> **Your instructions**:
To complete the exercise, write out all the data exactly.
##### Data for this exercise #####
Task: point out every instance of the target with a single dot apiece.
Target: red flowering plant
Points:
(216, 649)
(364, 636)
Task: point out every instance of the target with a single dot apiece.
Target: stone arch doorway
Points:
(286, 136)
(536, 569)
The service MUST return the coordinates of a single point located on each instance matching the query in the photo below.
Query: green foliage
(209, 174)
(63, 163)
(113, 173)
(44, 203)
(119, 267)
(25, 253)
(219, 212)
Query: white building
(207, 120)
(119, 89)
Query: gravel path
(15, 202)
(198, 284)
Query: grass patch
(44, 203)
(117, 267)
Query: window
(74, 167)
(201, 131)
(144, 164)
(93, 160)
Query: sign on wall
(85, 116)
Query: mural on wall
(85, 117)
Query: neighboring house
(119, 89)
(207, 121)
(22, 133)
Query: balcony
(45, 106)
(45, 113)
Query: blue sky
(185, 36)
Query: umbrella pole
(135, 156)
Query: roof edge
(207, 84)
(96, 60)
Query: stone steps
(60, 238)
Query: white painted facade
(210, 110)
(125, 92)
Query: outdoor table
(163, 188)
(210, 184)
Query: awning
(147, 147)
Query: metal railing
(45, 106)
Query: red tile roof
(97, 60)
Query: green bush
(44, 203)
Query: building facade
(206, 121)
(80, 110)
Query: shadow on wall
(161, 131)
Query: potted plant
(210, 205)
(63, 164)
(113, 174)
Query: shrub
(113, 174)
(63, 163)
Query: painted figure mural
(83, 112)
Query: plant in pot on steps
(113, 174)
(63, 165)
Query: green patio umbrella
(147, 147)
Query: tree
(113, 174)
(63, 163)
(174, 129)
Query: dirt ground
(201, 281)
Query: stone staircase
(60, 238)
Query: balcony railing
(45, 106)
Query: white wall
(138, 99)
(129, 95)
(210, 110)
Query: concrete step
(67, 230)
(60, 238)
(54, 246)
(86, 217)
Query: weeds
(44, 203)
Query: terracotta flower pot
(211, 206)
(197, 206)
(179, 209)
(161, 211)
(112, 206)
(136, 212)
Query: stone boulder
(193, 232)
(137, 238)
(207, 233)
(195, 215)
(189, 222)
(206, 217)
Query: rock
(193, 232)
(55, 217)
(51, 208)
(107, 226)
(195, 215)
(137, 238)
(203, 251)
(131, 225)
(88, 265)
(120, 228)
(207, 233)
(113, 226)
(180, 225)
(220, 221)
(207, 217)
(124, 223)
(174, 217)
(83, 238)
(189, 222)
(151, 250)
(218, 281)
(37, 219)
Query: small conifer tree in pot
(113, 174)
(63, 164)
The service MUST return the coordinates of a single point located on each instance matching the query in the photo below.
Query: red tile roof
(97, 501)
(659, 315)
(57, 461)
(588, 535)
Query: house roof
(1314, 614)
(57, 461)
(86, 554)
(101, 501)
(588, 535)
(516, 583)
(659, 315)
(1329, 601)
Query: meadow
#####
> **Solution for this problem**:
Task: point out every instance of the target with a single dot apiece.
Target: red flowering plant
Points:
(216, 649)
(364, 636)
Task: point out every instance of the target with a single dot apiece.
Target: stone arch doorway
Points:
(286, 136)
(536, 569)
The service MUST return the coordinates of a single point located on each instance matching the query in the photo below.
Query: green foliage
(209, 174)
(63, 163)
(113, 173)
(44, 203)
(119, 267)
(25, 253)
(219, 212)
Query: white building
(207, 120)
(119, 89)
Query: gravel path
(15, 202)
(198, 284)
Query: grass patch
(44, 203)
(117, 267)
Query: window
(74, 167)
(201, 131)
(144, 164)
(93, 160)
Query: sign on wall
(85, 116)
Query: mural on wall
(85, 117)
Query: neighboring house
(119, 89)
(207, 121)
(22, 133)
Query: balcony
(45, 106)
(45, 113)
Query: blue sky
(185, 36)
Query: umbrella pole
(135, 156)
Query: roof edge
(207, 84)
(96, 60)
Query: stone steps
(60, 238)
Query: white painted facade
(210, 110)
(125, 92)
Query: outdoor table
(163, 188)
(210, 184)
Query: awning
(147, 147)
Query: metal railing
(45, 106)
Query: red tile roof
(97, 60)
Query: green bush
(44, 203)
Query: building facade
(206, 121)
(80, 110)
Query: shadow on wall
(161, 131)
Query: potted plant
(210, 205)
(63, 164)
(113, 174)
Query: shrub
(113, 174)
(63, 163)
Query: painted figure mural
(83, 112)
Query: plant in pot on steps
(113, 174)
(63, 165)
Query: green patio umbrella
(147, 147)
Query: tree
(113, 174)
(63, 163)
(174, 129)
Query: dirt ground
(201, 281)
Query: stone staircase
(60, 238)
Query: balcony railing
(45, 106)
Query: white wall
(138, 99)
(129, 95)
(210, 110)
Query: concrete step
(67, 230)
(60, 238)
(54, 246)
(86, 217)
Query: weeds
(44, 203)
Query: terracotta flower pot
(211, 206)
(197, 206)
(179, 209)
(161, 211)
(112, 206)
(136, 212)
Query: stone boulder
(193, 232)
(137, 238)
(207, 233)
(195, 215)
(189, 222)
(206, 217)
Query: rock
(193, 232)
(55, 217)
(51, 208)
(107, 226)
(195, 215)
(137, 238)
(203, 251)
(131, 225)
(88, 265)
(120, 228)
(207, 233)
(113, 226)
(180, 225)
(220, 221)
(207, 217)
(124, 223)
(174, 217)
(83, 238)
(189, 222)
(151, 250)
(218, 281)
(37, 219)
Query: small conifer tree in pot
(113, 174)
(63, 164)
The service MUST return the coordinates of a single point located on each instance matching the query in the photo below.
Query: red tile roof
(97, 501)
(659, 315)
(57, 461)
(588, 535)
Query: house roof
(1314, 614)
(57, 461)
(86, 554)
(101, 501)
(588, 535)
(516, 583)
(659, 315)
(1329, 601)
Query: meadow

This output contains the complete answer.